STATED PROBLEM:
Please reproduce all of the material below line for line, without changing anything.

══ MATERIAL PROVIDED ══

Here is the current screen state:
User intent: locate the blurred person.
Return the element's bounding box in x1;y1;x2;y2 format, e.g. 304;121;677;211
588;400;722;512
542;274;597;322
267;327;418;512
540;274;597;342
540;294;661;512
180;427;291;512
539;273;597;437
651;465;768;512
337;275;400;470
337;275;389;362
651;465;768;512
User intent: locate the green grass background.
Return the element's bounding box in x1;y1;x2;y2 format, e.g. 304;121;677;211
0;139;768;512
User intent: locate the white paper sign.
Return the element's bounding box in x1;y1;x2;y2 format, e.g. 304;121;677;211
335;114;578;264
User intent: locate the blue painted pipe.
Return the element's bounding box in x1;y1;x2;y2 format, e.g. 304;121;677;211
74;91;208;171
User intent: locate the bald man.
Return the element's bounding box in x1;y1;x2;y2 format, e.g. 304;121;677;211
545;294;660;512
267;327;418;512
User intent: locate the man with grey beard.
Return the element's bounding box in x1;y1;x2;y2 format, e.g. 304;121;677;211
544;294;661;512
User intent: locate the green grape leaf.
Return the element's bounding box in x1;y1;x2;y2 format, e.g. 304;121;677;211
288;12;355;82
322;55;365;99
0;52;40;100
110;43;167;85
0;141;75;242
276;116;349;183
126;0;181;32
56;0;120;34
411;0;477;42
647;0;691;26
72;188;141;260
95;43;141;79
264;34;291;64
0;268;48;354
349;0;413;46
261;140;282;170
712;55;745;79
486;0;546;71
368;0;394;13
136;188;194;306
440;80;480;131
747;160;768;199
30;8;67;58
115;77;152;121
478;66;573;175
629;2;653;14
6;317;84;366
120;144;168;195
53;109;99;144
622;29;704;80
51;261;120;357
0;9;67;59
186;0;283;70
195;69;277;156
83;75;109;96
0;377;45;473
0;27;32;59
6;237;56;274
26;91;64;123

═══

RESPONSE TO THIS EXERCISE:
Here is the current screen state:
User intent: locate the blurred person.
Return the element's bounding box in x1;y1;x2;y2 format, e.g. 304;121;677;211
588;400;722;512
542;274;597;322
267;327;418;512
540;274;597;342
540;294;661;512
180;427;291;512
539;273;597;437
651;465;768;512
337;275;400;470
337;275;389;362
651;465;768;512
User intent: locate the green grass background.
Return the element's bounding box in x1;y1;x2;y2 format, e.g. 304;121;677;211
0;139;768;512
User intent: locate the white paper sign.
Return the element's bounding box in x1;y1;x2;y2 format, e.g. 304;121;677;211
335;114;578;264
User intent: locate the blue painted pipe.
Return the element's bounding box in x1;y1;x2;y2 format, e.g. 304;121;677;211
74;91;208;171
User intent: locate the bald man.
Return the element's bounding box in x1;y1;x2;y2 format, e.g. 304;121;677;211
545;294;660;512
267;327;418;512
User intent: locate the man with grey beard.
Return the element's bounding box in x1;y1;x2;y2 format, e.g. 304;121;677;211
544;294;661;512
User intent: locate the green grape leaf.
Return the element's bounding box in x1;y1;x2;y2 format, e.g. 304;121;677;211
288;12;355;82
322;55;365;99
0;52;40;100
110;43;167;85
0;141;75;242
276;116;349;183
126;0;181;32
56;0;120;34
411;0;477;42
647;0;691;26
72;188;141;260
95;43;141;79
264;34;291;64
0;268;48;354
349;0;413;46
261;140;282;170
712;55;745;79
486;0;546;71
368;0;394;13
136;188;194;306
440;80;480;131
747;160;768;199
30;8;67;58
115;77;152;121
478;66;573;175
629;2;653;14
6;317;84;366
120;144;168;195
53;109;99;144
622;29;704;80
51;261;120;357
0;9;67;59
186;0;283;70
195;69;277;156
83;75;109;96
0;377;45;473
0;27;32;59
6;237;56;274
26;91;64;123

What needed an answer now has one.